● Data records
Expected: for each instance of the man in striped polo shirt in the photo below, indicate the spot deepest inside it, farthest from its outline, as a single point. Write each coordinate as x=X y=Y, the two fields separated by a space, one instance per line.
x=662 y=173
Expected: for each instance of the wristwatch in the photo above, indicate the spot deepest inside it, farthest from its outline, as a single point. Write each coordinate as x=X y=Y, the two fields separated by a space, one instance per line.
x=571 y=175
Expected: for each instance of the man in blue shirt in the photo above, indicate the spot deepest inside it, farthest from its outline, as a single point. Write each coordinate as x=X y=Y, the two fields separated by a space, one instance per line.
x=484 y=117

● INSTRUCTIONS FOR THE TASK
Write out exactly the lines from the line holding "Expected: for each instance of the wristwatch" through the last line of the data, and nothing besides those lines.

● YOUR RESPONSE
Expected: for each instance of the wristwatch in the photo above, indicate the spot deepest inside it, farthest from its outline, as a single point. Write each coordinate as x=X y=Y, the two fields separated by a space, one instance per line.
x=571 y=175
Expected: for each instance of the man in blue shirt in the photo above, indicate the spot deepest inside it, farthest from its outline, as a single point. Write each coordinate as x=X y=Y, the two fields separated by a space, one instance per line.
x=484 y=117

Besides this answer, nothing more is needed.